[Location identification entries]
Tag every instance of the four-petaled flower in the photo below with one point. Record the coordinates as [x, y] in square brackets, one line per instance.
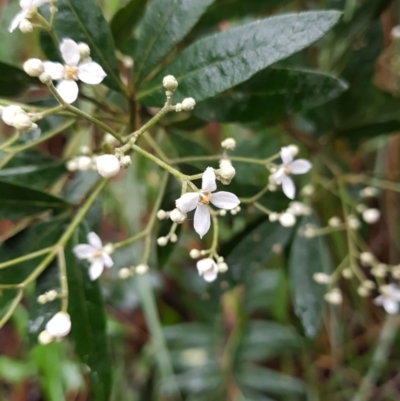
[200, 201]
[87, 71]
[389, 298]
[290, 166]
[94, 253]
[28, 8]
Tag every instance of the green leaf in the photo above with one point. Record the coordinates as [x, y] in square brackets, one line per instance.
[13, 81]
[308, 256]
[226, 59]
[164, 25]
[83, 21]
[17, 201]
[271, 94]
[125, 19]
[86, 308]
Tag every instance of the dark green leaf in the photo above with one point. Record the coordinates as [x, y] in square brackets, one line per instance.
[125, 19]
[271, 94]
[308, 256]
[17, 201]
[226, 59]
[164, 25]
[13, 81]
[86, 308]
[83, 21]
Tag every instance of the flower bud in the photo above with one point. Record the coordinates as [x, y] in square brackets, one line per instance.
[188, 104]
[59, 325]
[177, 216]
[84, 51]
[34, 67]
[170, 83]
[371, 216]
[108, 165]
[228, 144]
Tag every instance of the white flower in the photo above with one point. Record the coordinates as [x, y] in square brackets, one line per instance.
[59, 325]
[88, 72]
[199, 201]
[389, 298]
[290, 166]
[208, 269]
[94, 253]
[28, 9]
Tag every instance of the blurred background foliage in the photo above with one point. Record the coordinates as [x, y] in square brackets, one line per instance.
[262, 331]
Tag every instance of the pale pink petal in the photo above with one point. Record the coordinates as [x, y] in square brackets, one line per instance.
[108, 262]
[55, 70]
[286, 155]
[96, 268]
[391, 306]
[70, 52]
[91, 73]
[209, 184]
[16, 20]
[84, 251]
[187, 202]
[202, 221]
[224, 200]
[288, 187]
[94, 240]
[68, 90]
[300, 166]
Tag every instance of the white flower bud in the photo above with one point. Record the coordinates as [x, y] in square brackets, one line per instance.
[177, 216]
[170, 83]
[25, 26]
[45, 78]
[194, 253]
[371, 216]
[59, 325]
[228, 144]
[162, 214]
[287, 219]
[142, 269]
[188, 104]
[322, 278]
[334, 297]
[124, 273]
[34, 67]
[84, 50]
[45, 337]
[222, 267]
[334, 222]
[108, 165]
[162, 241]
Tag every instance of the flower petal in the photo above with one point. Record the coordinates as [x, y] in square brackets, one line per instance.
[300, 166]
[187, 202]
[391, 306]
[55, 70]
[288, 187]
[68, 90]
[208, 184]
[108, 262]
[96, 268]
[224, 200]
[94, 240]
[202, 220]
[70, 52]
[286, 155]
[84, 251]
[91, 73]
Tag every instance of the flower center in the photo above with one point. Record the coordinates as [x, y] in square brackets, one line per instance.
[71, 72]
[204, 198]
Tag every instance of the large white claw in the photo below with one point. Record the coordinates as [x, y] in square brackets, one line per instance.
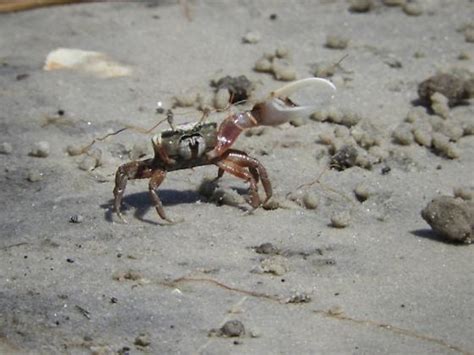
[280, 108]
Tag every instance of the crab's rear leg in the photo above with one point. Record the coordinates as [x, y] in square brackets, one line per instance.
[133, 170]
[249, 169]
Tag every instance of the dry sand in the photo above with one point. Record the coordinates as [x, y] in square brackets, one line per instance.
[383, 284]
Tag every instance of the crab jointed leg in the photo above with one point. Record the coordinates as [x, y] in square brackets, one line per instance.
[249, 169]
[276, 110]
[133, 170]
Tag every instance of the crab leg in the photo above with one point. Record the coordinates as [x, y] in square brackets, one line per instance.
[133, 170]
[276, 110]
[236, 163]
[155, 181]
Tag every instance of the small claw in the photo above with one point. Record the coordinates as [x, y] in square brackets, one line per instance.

Request: Begin at the line that has "Tag every instance of the crab leg" and continue through the end of the entries above. Rewrite those lines in full, requests included, and shift every coordinate value in the answers by -9.

Task answer:
Tag every instance of the crab leg in the photo above with one point. Record the coordinates as [x, y] in square brackets, one line per instance.
[124, 161]
[267, 101]
[227, 154]
[146, 172]
Tag every instance of the small claw in the photo above with one point. Record the coordinates as [x, y] in square brackets, one line per instance.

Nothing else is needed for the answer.